(Provided material)
************
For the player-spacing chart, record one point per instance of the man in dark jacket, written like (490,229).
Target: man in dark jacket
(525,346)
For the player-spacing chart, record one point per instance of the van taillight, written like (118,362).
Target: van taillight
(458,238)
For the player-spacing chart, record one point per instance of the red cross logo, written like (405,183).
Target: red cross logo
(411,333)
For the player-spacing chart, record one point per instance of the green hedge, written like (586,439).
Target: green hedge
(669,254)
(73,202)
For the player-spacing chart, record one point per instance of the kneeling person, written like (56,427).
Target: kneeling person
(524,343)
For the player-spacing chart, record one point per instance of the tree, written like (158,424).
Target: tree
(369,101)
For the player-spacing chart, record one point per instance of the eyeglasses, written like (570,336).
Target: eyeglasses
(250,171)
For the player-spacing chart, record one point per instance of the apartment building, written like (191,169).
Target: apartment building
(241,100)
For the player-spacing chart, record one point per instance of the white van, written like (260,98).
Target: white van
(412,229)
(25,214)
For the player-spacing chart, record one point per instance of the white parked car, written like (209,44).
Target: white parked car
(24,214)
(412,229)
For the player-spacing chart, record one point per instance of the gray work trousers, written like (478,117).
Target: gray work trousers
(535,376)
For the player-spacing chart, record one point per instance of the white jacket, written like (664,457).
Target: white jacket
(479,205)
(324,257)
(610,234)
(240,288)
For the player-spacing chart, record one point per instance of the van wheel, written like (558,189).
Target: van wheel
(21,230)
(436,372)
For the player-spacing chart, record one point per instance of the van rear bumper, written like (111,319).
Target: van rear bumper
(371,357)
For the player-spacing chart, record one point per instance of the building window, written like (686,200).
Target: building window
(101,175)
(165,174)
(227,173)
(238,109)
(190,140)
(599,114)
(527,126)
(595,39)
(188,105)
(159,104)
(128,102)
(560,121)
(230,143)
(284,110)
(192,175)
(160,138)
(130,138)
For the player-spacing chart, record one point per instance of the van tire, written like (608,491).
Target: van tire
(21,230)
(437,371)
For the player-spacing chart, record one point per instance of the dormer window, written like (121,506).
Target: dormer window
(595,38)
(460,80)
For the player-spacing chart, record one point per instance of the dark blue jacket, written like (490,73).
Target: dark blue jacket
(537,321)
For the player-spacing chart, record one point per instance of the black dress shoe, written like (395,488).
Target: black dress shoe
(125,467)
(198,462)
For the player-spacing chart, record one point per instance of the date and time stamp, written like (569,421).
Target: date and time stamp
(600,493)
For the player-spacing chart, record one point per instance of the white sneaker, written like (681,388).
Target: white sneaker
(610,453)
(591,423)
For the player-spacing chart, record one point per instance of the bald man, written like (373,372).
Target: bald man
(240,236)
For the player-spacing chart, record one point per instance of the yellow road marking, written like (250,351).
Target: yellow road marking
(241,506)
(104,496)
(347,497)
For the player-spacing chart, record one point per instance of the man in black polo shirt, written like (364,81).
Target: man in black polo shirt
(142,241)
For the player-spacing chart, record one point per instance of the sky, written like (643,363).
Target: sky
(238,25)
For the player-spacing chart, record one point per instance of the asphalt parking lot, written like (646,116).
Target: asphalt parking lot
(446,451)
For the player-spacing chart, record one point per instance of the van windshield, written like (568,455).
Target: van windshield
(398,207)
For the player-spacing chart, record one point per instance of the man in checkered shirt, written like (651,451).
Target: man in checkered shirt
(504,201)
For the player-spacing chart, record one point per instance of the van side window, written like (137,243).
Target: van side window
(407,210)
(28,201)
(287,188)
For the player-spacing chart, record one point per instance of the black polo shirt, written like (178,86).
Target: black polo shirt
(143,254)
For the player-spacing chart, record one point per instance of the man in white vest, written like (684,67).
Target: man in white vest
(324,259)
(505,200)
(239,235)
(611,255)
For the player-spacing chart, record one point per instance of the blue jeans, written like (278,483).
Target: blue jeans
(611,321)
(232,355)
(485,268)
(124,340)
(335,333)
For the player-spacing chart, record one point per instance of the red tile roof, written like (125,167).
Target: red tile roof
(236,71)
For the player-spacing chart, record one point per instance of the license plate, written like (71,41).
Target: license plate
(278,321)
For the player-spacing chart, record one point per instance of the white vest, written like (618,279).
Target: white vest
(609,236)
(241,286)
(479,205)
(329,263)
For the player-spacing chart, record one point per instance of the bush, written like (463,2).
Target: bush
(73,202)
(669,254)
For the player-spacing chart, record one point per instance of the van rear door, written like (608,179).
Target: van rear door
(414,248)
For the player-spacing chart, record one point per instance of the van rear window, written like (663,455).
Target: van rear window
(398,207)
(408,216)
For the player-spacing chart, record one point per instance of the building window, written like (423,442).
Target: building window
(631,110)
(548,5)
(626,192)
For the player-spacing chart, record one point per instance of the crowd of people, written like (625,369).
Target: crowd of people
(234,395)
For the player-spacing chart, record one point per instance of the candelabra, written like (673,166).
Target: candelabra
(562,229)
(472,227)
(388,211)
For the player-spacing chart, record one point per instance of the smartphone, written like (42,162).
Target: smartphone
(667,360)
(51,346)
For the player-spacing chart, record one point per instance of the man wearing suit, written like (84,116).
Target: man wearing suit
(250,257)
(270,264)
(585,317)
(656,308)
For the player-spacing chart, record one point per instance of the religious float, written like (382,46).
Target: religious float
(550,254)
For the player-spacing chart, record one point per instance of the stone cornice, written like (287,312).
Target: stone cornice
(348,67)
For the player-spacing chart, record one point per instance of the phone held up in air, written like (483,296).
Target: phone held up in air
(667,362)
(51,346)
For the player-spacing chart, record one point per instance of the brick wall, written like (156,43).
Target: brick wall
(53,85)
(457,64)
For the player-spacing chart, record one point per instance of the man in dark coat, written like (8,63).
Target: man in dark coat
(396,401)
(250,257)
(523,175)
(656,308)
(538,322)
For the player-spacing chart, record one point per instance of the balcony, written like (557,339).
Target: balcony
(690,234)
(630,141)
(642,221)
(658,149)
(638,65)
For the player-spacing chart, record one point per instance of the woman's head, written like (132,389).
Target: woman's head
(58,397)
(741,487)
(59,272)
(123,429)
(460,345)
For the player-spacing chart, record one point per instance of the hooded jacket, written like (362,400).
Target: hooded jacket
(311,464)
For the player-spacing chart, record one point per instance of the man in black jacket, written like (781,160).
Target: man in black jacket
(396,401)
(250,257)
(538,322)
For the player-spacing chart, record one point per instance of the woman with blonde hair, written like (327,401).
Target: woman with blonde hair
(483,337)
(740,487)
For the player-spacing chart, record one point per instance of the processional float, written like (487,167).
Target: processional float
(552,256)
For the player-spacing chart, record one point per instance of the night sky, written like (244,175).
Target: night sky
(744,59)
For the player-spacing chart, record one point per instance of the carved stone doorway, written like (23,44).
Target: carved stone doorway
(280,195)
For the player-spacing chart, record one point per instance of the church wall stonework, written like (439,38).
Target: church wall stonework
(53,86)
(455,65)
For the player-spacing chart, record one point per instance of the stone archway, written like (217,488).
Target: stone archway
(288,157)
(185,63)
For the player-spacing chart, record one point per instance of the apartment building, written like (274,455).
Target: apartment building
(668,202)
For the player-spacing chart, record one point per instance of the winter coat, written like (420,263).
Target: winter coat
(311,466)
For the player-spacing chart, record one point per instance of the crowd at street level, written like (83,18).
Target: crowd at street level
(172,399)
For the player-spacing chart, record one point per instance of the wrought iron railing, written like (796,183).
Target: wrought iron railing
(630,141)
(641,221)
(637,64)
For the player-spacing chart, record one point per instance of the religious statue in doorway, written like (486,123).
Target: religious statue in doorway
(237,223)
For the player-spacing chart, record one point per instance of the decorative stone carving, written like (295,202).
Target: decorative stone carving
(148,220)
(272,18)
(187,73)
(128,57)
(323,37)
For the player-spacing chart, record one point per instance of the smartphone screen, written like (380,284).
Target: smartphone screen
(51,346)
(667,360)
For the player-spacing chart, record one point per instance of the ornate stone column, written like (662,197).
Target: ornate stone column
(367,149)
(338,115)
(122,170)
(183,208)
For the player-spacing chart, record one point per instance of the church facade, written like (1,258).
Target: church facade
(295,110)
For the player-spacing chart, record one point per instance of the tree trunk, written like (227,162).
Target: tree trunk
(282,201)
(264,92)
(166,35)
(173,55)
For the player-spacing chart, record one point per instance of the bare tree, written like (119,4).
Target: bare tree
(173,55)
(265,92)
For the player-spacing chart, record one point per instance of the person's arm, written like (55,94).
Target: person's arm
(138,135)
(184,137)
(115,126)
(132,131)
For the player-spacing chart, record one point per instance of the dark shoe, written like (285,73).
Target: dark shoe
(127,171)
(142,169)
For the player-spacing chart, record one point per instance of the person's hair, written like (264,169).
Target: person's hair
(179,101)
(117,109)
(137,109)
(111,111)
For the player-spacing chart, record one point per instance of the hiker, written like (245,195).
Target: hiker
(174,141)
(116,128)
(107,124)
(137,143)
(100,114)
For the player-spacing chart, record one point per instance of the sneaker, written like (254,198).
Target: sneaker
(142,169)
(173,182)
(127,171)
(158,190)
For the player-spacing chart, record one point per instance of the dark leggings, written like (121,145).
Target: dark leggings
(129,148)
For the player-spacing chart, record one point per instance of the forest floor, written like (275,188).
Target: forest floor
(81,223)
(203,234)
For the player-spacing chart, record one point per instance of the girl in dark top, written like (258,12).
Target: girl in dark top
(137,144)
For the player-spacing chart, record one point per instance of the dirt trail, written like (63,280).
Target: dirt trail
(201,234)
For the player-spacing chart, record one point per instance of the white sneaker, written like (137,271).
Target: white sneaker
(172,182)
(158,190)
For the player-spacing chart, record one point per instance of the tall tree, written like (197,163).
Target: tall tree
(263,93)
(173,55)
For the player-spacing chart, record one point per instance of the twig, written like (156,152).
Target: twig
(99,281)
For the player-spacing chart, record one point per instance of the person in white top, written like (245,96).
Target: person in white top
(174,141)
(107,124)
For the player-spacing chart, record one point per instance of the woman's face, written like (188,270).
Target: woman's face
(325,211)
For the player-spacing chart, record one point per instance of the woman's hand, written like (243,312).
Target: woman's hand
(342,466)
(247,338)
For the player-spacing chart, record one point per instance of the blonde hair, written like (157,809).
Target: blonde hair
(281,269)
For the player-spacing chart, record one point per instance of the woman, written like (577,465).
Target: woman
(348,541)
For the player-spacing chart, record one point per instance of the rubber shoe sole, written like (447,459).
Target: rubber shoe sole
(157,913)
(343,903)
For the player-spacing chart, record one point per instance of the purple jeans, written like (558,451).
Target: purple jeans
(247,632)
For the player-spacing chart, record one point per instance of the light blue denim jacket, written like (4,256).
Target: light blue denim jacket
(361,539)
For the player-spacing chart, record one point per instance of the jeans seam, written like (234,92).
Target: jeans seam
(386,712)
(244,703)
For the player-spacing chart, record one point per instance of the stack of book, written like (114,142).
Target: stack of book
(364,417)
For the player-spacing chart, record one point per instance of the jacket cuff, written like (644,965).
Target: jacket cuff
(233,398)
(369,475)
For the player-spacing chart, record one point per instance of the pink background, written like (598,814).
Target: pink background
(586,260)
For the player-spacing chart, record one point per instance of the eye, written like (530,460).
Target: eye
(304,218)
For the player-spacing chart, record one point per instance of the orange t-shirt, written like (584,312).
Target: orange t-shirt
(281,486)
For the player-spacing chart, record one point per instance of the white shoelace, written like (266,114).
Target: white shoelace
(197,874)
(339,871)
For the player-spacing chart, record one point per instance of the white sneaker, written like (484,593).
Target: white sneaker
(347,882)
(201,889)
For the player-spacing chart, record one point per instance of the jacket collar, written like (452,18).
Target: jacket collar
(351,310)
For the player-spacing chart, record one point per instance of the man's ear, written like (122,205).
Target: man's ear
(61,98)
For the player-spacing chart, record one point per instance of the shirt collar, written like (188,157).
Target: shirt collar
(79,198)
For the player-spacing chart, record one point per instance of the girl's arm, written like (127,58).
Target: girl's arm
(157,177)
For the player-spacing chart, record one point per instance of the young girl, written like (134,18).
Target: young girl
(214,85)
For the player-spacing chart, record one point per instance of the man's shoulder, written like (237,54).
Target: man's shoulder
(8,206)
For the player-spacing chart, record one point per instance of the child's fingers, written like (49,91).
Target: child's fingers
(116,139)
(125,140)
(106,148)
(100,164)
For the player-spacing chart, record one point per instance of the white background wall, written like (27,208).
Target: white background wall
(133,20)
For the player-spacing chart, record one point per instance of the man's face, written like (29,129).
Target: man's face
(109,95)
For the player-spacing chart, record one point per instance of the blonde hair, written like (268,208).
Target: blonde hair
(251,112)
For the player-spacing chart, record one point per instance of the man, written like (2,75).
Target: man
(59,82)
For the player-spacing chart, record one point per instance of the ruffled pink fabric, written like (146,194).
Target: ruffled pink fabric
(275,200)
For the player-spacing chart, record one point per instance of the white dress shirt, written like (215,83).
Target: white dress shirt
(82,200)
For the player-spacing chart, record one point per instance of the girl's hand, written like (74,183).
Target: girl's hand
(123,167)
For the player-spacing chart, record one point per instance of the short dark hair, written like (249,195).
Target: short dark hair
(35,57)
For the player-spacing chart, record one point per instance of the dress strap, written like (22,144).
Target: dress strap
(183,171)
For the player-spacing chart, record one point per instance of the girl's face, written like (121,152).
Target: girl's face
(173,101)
************
Give exactly the lines from the one with "written like (215,83)." to the end of the entries, nothing before them.

(Solved exercise)
For the player-spacing chart, record one point per instance of the white dress shirt, written like (215,83).
Target: white dress shirt
(82,200)
For the player-spacing chart, record one point per instance of the girl's hand, written like (74,183).
Target: girl's hand
(123,167)
For the player-spacing chart, record one point per instance of the short dark hair, written like (249,195).
Target: short dark hair
(35,57)
For the player-spacing chart, record one point per instance of the dress strap, written like (22,144).
Target: dress strap
(183,171)
For the player-spacing chart, record one point per instance of the girl's face, written like (121,152).
Target: girl's face
(173,101)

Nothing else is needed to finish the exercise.